• _Supplied material_:
________________________
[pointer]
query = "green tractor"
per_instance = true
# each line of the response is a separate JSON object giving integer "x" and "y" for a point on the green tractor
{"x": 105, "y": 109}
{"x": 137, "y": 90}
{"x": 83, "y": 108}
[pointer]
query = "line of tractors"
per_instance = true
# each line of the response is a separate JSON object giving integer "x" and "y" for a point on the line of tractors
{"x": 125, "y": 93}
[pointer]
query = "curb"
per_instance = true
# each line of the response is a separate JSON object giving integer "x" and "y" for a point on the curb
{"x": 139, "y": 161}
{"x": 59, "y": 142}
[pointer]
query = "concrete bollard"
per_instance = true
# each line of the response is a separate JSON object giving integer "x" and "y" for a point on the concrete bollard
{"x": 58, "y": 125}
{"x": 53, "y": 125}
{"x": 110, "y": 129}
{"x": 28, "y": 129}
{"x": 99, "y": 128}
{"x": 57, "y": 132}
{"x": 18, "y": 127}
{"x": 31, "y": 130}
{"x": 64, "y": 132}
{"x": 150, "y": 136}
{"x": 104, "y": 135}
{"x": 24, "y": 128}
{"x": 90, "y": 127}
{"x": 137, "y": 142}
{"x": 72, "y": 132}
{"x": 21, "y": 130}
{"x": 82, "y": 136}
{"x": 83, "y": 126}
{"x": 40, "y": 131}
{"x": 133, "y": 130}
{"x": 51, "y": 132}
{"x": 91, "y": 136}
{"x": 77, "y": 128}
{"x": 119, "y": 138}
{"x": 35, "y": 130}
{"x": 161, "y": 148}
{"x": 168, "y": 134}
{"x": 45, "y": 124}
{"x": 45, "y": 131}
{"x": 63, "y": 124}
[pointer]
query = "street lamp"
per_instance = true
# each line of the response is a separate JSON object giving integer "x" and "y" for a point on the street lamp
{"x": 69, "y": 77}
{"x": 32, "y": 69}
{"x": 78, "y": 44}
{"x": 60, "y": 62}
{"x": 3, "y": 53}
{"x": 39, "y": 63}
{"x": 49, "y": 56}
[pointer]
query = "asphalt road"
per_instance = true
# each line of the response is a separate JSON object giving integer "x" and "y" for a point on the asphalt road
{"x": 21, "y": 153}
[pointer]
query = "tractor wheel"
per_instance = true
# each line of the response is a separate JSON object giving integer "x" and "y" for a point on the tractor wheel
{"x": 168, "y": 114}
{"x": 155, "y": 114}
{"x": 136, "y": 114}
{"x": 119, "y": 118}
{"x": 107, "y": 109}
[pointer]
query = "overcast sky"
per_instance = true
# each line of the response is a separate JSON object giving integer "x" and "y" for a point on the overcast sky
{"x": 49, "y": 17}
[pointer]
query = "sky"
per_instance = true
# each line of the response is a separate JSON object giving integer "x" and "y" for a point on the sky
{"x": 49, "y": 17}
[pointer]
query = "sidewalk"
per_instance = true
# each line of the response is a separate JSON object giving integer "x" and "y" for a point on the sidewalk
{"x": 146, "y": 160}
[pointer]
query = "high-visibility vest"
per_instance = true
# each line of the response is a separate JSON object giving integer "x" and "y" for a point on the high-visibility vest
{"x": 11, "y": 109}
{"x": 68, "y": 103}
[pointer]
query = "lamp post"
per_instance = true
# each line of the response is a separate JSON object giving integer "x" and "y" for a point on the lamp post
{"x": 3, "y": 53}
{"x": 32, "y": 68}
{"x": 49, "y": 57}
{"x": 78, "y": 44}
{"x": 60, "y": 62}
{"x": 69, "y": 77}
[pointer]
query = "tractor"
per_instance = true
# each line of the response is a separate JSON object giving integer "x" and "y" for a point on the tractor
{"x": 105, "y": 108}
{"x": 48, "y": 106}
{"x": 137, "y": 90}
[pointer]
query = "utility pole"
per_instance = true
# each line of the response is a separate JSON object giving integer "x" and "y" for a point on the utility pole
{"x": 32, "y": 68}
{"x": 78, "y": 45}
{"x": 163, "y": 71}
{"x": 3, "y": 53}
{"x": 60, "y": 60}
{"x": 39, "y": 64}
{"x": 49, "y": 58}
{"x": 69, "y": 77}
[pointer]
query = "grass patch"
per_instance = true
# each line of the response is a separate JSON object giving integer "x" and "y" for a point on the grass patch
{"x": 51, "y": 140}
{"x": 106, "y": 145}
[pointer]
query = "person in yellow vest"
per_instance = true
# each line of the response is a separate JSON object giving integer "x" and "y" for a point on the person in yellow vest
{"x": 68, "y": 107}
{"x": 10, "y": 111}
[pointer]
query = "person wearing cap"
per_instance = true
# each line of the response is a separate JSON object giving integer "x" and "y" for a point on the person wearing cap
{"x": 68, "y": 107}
________________________
• _Problem description_: Print the entries exactly. Include every one.

• _Reply_:
[pointer]
query = "green tractor"
per_instance = true
# each line of the response is a separate JSON object giving integer "x" and "y" for a point on the green tractor
{"x": 105, "y": 109}
{"x": 137, "y": 90}
{"x": 83, "y": 108}
[pointer]
query = "line of tractors"
per_instance = true
# each line of the response is a separate JSON object giving integer "x" and "y" for a point on the line of tractors
{"x": 125, "y": 93}
[pointer]
query = "curb"
per_instance = true
# each line of the response is a separate JSON object giving integer "x" and "y" for a point on the curb
{"x": 139, "y": 161}
{"x": 59, "y": 142}
[pointer]
query = "concrete bollard"
per_instance = true
# each line of the response is a separate JSON object giving integer "x" and "y" for a point on the concrete bollard
{"x": 58, "y": 125}
{"x": 53, "y": 125}
{"x": 110, "y": 129}
{"x": 28, "y": 129}
{"x": 99, "y": 128}
{"x": 57, "y": 132}
{"x": 18, "y": 127}
{"x": 31, "y": 130}
{"x": 64, "y": 132}
{"x": 150, "y": 136}
{"x": 104, "y": 135}
{"x": 24, "y": 128}
{"x": 90, "y": 127}
{"x": 137, "y": 142}
{"x": 72, "y": 132}
{"x": 21, "y": 130}
{"x": 82, "y": 136}
{"x": 83, "y": 126}
{"x": 40, "y": 131}
{"x": 133, "y": 130}
{"x": 51, "y": 132}
{"x": 91, "y": 136}
{"x": 77, "y": 128}
{"x": 119, "y": 138}
{"x": 35, "y": 130}
{"x": 161, "y": 148}
{"x": 168, "y": 134}
{"x": 45, "y": 124}
{"x": 45, "y": 131}
{"x": 63, "y": 124}
[pointer]
query = "street lamp"
per_instance = true
# each line of the response is a separate JSON object giving integer "x" and "y" for a point on the street lamp
{"x": 69, "y": 77}
{"x": 32, "y": 69}
{"x": 78, "y": 44}
{"x": 60, "y": 62}
{"x": 3, "y": 53}
{"x": 39, "y": 63}
{"x": 49, "y": 56}
[pointer]
query = "asphalt road"
per_instance = true
# each line of the response is a separate JSON object giving integer "x" and "y" for a point on the asphalt road
{"x": 21, "y": 153}
[pointer]
query = "tractor wheel"
per_instance = true
# each line of the response is a separate JSON object giving integer "x" and "y" for a point on the tractor wheel
{"x": 168, "y": 114}
{"x": 155, "y": 114}
{"x": 136, "y": 114}
{"x": 119, "y": 118}
{"x": 107, "y": 109}
[pointer]
query = "overcast sky"
per_instance = true
# each line of the response is a separate JSON object giving integer "x" and "y" for a point on the overcast sky
{"x": 49, "y": 17}
[pointer]
query = "sky"
per_instance = true
# each line of the response is a separate JSON object giving integer "x" and "y" for a point on the sky
{"x": 49, "y": 17}
[pointer]
query = "sidewalk"
per_instance = true
# each line of the response is a separate JSON object giving integer "x" and "y" for a point on the sidewalk
{"x": 146, "y": 160}
[pointer]
query = "high-visibility vest"
per_instance = true
# each line of the response is a separate JSON object giving integer "x" and "y" for a point on the high-visibility vest
{"x": 11, "y": 109}
{"x": 68, "y": 103}
[pointer]
query = "lamp post"
per_instance = true
# each line of the response is a separate JSON object giving integer "x" and "y" for a point on the lamp post
{"x": 3, "y": 53}
{"x": 32, "y": 68}
{"x": 49, "y": 57}
{"x": 78, "y": 44}
{"x": 60, "y": 62}
{"x": 69, "y": 77}
[pointer]
query = "tractor"
per_instance = true
# each line of the response is a separate JSON object giving integer "x" and "y" for a point on the tractor
{"x": 105, "y": 108}
{"x": 48, "y": 106}
{"x": 137, "y": 90}
[pointer]
query = "utility pole"
per_instance = true
# each line of the response is a separate JSON object giving integer "x" and "y" for a point on the utility pole
{"x": 32, "y": 68}
{"x": 78, "y": 45}
{"x": 163, "y": 71}
{"x": 3, "y": 53}
{"x": 60, "y": 60}
{"x": 39, "y": 64}
{"x": 49, "y": 58}
{"x": 69, "y": 77}
[pointer]
query = "grass patch"
per_instance = true
# each line of the response is a separate JSON object giving integer "x" and "y" for a point on the grass patch
{"x": 51, "y": 140}
{"x": 106, "y": 145}
[pointer]
query = "person in yellow vest"
per_instance = true
# each line of the response is a separate JSON object giving integer "x" and "y" for a point on the person in yellow vest
{"x": 68, "y": 107}
{"x": 10, "y": 111}
[pointer]
query = "person wearing cap"
per_instance = true
# each line of the response is a separate JSON object giving integer "x" and "y" for a point on the person wearing cap
{"x": 68, "y": 107}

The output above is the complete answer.